* **THE TASK**: Give an exact copy of the data that follows.

* **RECORDS FOR THE EXERCISE**:
☆ ☆ ☆ ☆

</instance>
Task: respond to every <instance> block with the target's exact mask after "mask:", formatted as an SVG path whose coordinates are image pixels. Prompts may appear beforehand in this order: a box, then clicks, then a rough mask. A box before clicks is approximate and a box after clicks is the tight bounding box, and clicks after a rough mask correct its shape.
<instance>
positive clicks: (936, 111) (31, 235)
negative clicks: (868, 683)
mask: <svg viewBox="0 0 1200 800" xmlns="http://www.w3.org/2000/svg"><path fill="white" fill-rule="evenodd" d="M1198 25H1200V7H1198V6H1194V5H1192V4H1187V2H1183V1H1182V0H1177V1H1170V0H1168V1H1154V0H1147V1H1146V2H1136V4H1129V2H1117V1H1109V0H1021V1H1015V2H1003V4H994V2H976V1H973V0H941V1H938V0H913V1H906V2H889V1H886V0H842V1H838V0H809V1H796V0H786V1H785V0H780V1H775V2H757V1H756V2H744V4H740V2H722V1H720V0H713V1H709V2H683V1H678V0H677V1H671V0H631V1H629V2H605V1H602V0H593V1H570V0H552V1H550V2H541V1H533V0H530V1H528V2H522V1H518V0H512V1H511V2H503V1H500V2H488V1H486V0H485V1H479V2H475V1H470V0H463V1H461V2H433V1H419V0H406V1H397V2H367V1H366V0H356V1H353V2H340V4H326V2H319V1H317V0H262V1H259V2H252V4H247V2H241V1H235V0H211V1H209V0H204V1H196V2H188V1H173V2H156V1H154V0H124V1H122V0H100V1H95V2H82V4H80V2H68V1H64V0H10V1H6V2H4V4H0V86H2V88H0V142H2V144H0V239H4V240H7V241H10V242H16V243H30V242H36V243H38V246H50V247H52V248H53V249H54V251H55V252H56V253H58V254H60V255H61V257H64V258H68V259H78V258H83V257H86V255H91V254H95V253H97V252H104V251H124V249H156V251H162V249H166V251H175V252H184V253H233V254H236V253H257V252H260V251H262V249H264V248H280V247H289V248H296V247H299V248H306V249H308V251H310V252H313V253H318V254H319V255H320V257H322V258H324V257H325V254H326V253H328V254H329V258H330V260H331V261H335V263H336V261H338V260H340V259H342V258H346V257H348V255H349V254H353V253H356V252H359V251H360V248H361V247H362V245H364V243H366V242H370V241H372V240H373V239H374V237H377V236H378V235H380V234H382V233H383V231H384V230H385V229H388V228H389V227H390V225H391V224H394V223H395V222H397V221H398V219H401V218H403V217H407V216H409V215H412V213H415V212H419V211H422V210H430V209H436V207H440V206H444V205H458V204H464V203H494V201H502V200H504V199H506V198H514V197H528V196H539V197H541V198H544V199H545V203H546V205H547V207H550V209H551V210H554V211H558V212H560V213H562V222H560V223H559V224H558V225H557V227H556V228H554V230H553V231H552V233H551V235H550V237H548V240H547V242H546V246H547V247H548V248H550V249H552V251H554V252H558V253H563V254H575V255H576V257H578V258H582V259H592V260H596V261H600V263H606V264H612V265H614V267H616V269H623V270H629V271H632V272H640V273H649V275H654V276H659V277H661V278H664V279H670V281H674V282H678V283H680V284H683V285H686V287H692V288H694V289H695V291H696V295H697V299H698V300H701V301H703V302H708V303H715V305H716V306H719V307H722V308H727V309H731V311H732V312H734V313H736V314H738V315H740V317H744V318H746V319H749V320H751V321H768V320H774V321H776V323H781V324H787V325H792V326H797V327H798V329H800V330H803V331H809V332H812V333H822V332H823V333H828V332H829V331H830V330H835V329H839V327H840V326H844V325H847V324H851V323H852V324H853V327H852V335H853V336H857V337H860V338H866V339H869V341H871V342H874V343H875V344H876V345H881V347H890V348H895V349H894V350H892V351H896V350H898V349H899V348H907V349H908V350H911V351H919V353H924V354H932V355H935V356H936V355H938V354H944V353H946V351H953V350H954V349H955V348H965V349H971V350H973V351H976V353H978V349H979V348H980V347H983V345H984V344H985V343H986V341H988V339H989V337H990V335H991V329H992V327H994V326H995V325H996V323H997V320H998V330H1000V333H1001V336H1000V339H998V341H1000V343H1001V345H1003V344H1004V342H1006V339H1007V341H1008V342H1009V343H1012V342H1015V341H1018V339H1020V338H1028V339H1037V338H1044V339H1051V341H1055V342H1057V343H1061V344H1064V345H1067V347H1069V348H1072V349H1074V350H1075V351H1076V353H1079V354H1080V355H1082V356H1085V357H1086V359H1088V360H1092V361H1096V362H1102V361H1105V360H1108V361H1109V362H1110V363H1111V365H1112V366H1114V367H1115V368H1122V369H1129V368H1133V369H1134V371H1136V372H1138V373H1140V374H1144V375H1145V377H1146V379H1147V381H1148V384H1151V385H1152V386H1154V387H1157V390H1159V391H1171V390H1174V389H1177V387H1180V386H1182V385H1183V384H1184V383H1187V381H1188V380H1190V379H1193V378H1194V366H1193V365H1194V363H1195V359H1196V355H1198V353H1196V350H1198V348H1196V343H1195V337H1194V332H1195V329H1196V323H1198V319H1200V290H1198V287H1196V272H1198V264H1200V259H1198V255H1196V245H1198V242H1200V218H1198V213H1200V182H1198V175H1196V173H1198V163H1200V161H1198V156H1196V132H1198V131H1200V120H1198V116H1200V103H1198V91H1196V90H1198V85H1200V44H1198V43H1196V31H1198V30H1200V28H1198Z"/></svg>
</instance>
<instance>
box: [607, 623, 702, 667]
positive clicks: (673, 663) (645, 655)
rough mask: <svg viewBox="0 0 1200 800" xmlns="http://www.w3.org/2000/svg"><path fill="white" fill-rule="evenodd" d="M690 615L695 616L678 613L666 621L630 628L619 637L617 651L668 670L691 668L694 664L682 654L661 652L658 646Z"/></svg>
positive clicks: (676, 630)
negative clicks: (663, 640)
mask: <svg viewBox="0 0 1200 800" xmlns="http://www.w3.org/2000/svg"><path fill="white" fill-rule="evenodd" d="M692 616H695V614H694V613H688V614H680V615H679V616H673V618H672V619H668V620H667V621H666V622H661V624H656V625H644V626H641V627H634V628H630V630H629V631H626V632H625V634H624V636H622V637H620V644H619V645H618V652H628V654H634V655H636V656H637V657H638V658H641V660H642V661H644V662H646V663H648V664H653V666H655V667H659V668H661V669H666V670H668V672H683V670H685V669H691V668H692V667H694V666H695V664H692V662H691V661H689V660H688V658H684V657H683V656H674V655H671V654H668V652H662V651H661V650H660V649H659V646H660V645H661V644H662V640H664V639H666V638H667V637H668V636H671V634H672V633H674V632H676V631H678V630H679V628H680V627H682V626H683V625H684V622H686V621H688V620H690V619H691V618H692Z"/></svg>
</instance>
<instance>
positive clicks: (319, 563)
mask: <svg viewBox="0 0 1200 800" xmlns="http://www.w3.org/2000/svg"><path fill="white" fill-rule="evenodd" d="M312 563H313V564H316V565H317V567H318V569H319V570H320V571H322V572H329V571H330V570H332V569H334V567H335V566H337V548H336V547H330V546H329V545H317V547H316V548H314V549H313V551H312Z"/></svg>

☆ ☆ ☆ ☆

* **RESULT OF THE EXERCISE**:
</instance>
Task: respond to every <instance> block with the target's exact mask after "mask:", formatted as an SVG path whose coordinates are image pixels. Prompts may appear beforehand in this order: a box, then clicks, then a rough mask. A box before clicks is approximate and a box after clicks is the tight bounding box, and clicks after a rough mask correct its shape.
<instance>
positive clicks: (936, 111) (31, 235)
negative clicks: (868, 683)
mask: <svg viewBox="0 0 1200 800" xmlns="http://www.w3.org/2000/svg"><path fill="white" fill-rule="evenodd" d="M1198 25H1200V7H1198V6H1194V5H1192V4H1187V2H1183V1H1182V0H1177V1H1170V0H1168V1H1154V0H1147V1H1146V2H1136V4H1129V2H1117V1H1109V0H1021V1H1015V2H1003V4H994V2H976V1H973V0H941V1H938V0H913V1H906V2H889V1H886V0H842V1H838V0H809V1H796V0H786V1H785V0H780V1H775V2H757V1H756V2H744V4H740V2H722V1H720V0H713V1H709V2H683V1H678V0H677V1H671V0H631V1H629V2H605V1H602V0H593V1H570V0H552V1H550V2H541V1H533V0H530V1H528V2H522V1H518V0H512V1H511V2H503V1H500V2H488V1H486V0H485V1H479V2H475V1H470V0H463V1H461V2H433V1H419V0H406V1H397V2H367V1H366V0H356V1H353V2H340V4H326V2H319V1H317V0H262V1H259V2H252V4H247V2H241V1H235V0H211V1H209V0H204V1H196V2H188V1H173V2H156V1H154V0H124V1H122V0H100V1H95V2H82V4H80V2H68V1H64V0H10V1H6V2H4V4H0V86H2V88H0V142H2V144H0V239H4V240H7V241H10V242H16V243H30V242H36V243H38V246H50V247H52V248H53V249H54V251H55V252H56V253H58V254H60V255H61V257H64V258H68V259H78V258H83V257H86V255H91V254H95V253H97V252H104V251H124V249H156V251H162V249H166V251H175V252H184V253H233V254H236V253H257V252H260V251H262V249H264V248H280V247H289V248H296V247H299V248H306V249H308V251H310V252H313V253H318V254H319V255H320V257H322V258H324V257H325V254H326V253H328V254H329V258H330V260H331V261H335V263H336V261H338V260H340V259H342V258H346V257H348V255H349V254H353V253H356V252H359V251H360V248H361V247H362V245H364V243H366V242H370V241H372V240H373V239H374V237H377V236H378V235H380V234H382V233H383V231H384V230H385V229H388V228H389V227H390V225H391V224H394V223H395V222H397V221H398V219H401V218H403V217H407V216H409V215H412V213H415V212H419V211H422V210H430V209H436V207H440V206H444V205H458V204H464V203H494V201H502V200H504V199H506V198H514V197H528V196H539V197H541V198H544V199H545V203H546V205H547V207H550V209H551V210H554V211H558V212H560V213H562V222H560V223H559V224H558V225H557V227H556V228H554V230H553V231H552V233H551V235H550V237H548V240H547V242H546V246H547V247H548V248H550V249H552V251H554V252H558V253H563V254H575V255H576V257H578V258H582V259H592V260H596V261H600V263H606V264H612V265H614V267H616V269H623V270H629V271H632V272H640V273H649V275H654V276H659V277H661V278H664V279H670V281H674V282H678V283H680V284H683V285H686V287H692V288H694V289H695V291H696V295H697V299H698V300H701V301H703V302H708V303H715V305H716V306H719V307H722V308H727V309H731V311H732V312H734V313H736V314H738V315H740V317H744V318H746V319H749V320H751V321H768V320H774V321H776V323H781V324H787V325H792V326H797V327H798V329H800V330H803V331H809V332H812V333H822V332H823V333H828V332H829V331H830V330H835V329H839V327H840V326H844V325H847V324H851V323H852V324H853V327H852V335H853V336H857V337H860V338H866V339H869V341H871V342H874V343H875V344H876V345H881V347H890V348H895V349H894V350H892V351H896V350H898V349H899V348H907V349H908V350H911V351H919V353H924V354H932V355H935V356H936V355H938V354H944V353H946V351H953V350H954V349H955V348H965V349H971V350H973V351H976V353H978V349H979V348H980V347H983V345H984V344H985V343H986V341H988V339H989V337H990V335H991V329H992V327H994V326H995V325H996V323H997V320H998V330H1000V333H1001V336H1000V339H998V341H1000V343H1001V345H1003V344H1004V342H1006V339H1007V341H1008V342H1009V343H1012V342H1015V341H1018V339H1020V338H1028V339H1037V338H1044V339H1051V341H1055V342H1057V343H1061V344H1064V345H1067V347H1069V348H1072V349H1074V350H1075V351H1076V353H1079V354H1080V355H1082V356H1085V357H1086V359H1088V360H1092V361H1096V362H1102V361H1105V360H1108V361H1109V362H1110V363H1111V365H1112V366H1114V367H1115V368H1122V369H1129V368H1133V369H1134V371H1136V372H1138V373H1140V374H1144V375H1145V377H1146V379H1147V381H1148V384H1151V385H1152V386H1154V387H1157V390H1159V391H1171V390H1174V389H1177V387H1180V386H1182V385H1183V384H1184V383H1187V381H1188V380H1190V379H1193V378H1194V366H1193V365H1194V363H1195V359H1196V355H1198V353H1196V350H1198V348H1196V343H1195V337H1194V332H1195V329H1196V323H1198V319H1200V290H1198V287H1196V272H1198V264H1200V259H1198V255H1196V245H1198V242H1200V218H1198V213H1200V182H1198V175H1196V173H1198V163H1200V161H1198V156H1196V132H1198V131H1200V120H1198V116H1200V103H1198V91H1196V90H1198V85H1200V44H1198V43H1196V31H1198V30H1200V28H1198Z"/></svg>
</instance>
<instance>
box: [607, 623, 702, 667]
positive clicks: (673, 663) (645, 655)
rough mask: <svg viewBox="0 0 1200 800" xmlns="http://www.w3.org/2000/svg"><path fill="white" fill-rule="evenodd" d="M690 615L695 616L678 613L666 621L630 628L619 637L617 651L668 670L691 668L694 664L682 654L661 652L658 646Z"/></svg>
positive clicks: (676, 630)
negative clicks: (663, 640)
mask: <svg viewBox="0 0 1200 800" xmlns="http://www.w3.org/2000/svg"><path fill="white" fill-rule="evenodd" d="M692 616H695V614H694V613H688V614H680V615H679V616H673V618H672V619H668V620H667V621H666V622H661V624H656V625H644V626H641V627H634V628H630V630H629V631H626V632H625V634H624V636H622V637H620V644H619V645H618V652H628V654H634V655H636V656H637V657H638V658H641V660H642V661H644V662H646V663H648V664H653V666H655V667H659V668H661V669H666V670H668V672H683V670H685V669H691V668H692V667H694V666H695V664H692V662H691V661H689V660H688V658H684V657H683V656H674V655H671V654H668V652H662V651H661V650H660V649H659V646H660V645H661V644H662V640H664V639H666V638H667V637H668V636H671V634H672V633H674V632H676V631H678V630H679V628H680V627H682V626H683V625H684V622H686V621H688V620H690V619H691V618H692Z"/></svg>
</instance>
<instance>
positive clicks: (319, 563)
mask: <svg viewBox="0 0 1200 800" xmlns="http://www.w3.org/2000/svg"><path fill="white" fill-rule="evenodd" d="M312 563H313V564H316V565H317V567H318V569H319V570H320V571H322V572H329V571H330V570H332V569H334V567H335V566H337V548H336V547H330V546H329V545H317V547H316V548H314V549H313V551H312Z"/></svg>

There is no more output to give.